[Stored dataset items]
◆ ◆ ◆
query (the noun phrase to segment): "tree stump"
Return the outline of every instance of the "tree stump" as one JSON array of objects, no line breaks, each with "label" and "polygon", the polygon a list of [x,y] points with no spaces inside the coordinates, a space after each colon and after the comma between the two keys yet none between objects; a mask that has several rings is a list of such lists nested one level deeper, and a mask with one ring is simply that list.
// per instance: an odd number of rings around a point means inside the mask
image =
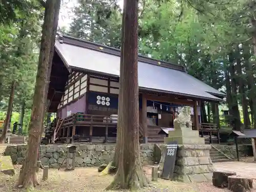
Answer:
[{"label": "tree stump", "polygon": [[250,191],[252,188],[252,179],[248,179],[239,176],[228,177],[228,189],[234,192]]},{"label": "tree stump", "polygon": [[236,175],[234,172],[214,172],[212,174],[212,185],[220,188],[227,187],[228,177]]}]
◆ ◆ ◆
## CHALLENGE
Make a verbatim copy of all the entries and strip out the pictures.

## THE RESULT
query (the noun phrase to segment): "tree stump"
Return the outline of every instance of the "tree stump" as one JSON array of objects, no line breaks, each with "label" and "polygon", the polygon a list of [x,y] points with no spaces inside the coordinates, a space after each colon and after the comma between the two keys yet none between objects; a mask that has several rings is a list of such lists nested one level deeper, and a mask with one ring is simply that list.
// per instance: an odd number of rings around a point means inside the mask
image =
Answer:
[{"label": "tree stump", "polygon": [[250,191],[252,188],[252,179],[248,179],[239,176],[228,177],[228,189],[234,192]]},{"label": "tree stump", "polygon": [[236,175],[234,172],[214,172],[212,174],[212,185],[220,188],[227,187],[228,177]]}]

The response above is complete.